## Direction
According to the book review below, why did the reviewer begin reading Julia Platz-Halter's work with The New Springfield Chronicle? Answer in one to three sentences.

## Extracted text
Julia Platz-Halter is writing interesting books. While listening to talk about the plots of her various works, I say, “I want to read that one. But I also want to read that one. But I also want to read that one.” I finally decided to start my journey into her work with the novella, The New Springfield Chronicle because the premise of this one sticks out just slightly in front of the others. The idea is that a nuclear apocalypse has happened, and the only guide people have to rebuild society is the first 10 seasons of The Simpsons. After a few hundred years of society building, some kids have an idea that there is more to society than this and they try to figure out what they are missing. I thought I was pretty well versed in the Simpsons, especially the first ten seasons because they originally aired when I was a teenager. Honestly many of the references were missed by me, but I know this is not the fault of the book but the fault of the reader. I feel like one of those diehard Simpsons fans that know every episode will enjoy it even more than I did.

The execution of this story is as clever as the premise. The Quimby is using his power to restrict the freedoms in his town, by increasing the wiggums and making sure that everyone follows the rules. The hero of the story, Art, decides that he needs to figure out if there is knowledge and society beyond New Springfield, and he plans to use this to help change the suppressive culture based on only ten seasons of The Simpsons. The story moves fast, and even though the references are limited to only ten seasons, it does not feel like they are redundant or worn out. I would like to know a part of the plot that really is not explored, where the seems to be a procedure they do to keep the third child the “Maggie”, but besides a building and mention of scar tissue, there is no deep exploration (if there’s ever a sequel, I hope it’s about this.) I enjoyed the story, and it has made me start to watch the first ten seasons of the Simpsons just in case I have to use them to rebuild society in the near future.

## Provided material
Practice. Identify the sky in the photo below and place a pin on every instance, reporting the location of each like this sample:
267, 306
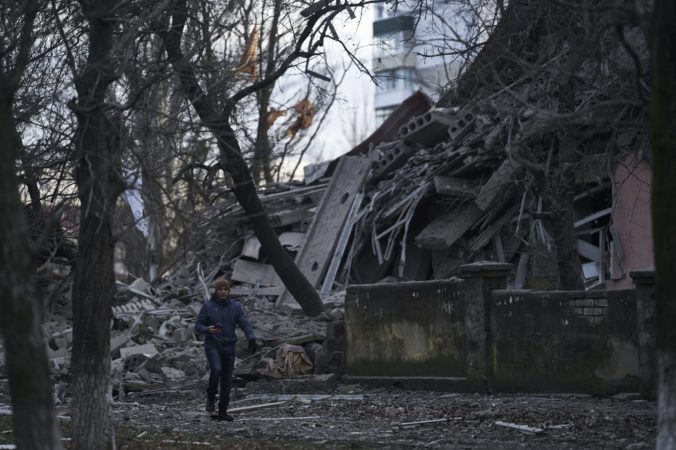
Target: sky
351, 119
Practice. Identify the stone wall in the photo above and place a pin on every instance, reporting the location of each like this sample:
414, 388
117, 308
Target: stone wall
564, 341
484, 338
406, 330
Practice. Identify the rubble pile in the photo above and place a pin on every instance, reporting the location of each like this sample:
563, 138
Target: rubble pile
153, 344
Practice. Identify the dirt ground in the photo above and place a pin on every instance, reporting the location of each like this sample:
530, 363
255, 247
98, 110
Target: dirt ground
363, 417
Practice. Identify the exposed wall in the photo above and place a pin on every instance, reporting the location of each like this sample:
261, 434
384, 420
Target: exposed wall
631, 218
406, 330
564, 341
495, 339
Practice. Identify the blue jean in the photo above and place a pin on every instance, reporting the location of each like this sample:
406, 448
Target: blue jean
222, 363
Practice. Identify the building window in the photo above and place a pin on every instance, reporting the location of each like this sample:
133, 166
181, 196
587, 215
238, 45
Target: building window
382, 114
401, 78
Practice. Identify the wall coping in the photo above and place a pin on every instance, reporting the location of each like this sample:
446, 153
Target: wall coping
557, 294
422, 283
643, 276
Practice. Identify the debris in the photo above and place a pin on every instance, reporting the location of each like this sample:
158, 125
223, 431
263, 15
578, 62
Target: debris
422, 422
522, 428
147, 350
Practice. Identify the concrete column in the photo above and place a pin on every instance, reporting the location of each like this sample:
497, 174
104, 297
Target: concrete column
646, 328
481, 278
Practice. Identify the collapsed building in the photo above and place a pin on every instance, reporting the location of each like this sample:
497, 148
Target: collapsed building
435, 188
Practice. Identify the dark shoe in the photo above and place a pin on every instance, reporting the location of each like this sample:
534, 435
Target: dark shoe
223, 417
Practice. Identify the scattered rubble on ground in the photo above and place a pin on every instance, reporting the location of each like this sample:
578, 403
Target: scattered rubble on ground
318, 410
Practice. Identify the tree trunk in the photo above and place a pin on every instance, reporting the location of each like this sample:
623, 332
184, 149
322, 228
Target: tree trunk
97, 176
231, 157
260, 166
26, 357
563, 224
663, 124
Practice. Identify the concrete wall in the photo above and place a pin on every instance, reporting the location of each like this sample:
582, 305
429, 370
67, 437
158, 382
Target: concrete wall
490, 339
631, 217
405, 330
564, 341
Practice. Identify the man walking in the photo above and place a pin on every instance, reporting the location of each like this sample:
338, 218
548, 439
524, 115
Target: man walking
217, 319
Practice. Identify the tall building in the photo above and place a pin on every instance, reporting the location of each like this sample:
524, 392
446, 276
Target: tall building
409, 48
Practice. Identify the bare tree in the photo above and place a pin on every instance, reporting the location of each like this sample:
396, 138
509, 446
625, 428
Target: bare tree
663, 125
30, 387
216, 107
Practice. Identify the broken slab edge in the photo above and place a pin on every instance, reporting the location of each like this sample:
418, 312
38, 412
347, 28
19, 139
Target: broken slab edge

--

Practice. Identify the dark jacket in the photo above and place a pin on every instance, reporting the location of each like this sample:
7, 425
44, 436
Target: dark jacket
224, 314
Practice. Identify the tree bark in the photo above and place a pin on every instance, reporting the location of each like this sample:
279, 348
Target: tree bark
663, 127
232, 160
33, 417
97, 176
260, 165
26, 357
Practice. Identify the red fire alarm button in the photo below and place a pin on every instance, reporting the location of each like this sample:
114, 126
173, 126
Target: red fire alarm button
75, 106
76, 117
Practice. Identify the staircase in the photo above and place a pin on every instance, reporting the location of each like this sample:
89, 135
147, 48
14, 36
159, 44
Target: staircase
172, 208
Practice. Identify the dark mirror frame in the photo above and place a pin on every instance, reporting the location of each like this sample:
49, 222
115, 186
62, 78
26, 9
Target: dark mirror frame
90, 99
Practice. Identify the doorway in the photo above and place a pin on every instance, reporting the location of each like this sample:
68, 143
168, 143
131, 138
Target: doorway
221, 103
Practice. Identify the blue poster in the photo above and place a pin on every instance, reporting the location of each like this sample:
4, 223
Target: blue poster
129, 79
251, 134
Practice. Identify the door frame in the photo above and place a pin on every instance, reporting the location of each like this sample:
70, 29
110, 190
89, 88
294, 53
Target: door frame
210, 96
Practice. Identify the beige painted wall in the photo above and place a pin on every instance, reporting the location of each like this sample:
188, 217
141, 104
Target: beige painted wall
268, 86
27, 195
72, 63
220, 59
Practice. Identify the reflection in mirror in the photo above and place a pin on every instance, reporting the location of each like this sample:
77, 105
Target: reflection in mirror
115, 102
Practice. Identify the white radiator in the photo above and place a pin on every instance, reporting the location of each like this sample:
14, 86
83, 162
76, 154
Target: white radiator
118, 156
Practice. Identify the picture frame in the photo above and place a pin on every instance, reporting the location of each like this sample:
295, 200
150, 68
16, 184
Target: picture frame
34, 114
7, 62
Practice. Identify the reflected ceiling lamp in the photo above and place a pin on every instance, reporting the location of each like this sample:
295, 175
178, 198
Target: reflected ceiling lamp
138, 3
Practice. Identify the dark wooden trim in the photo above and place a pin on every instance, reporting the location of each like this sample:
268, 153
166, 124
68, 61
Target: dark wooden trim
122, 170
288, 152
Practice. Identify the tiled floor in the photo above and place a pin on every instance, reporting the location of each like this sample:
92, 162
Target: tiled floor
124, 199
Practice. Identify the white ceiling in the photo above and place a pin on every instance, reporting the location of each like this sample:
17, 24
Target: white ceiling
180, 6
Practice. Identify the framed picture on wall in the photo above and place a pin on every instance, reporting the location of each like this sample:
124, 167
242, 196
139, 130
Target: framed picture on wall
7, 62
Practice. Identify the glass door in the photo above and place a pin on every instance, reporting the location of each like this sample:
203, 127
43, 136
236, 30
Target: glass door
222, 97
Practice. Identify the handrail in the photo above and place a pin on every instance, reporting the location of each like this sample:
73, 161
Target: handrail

## Answer to the problem
The reviewer began with The New Springfield Chronicle because its premise stood out slightly ahead of the others. In it, a nuclear apocalypse has happened, and people's only guide for rebuilding society is the first 10 seasons of The Simpsons.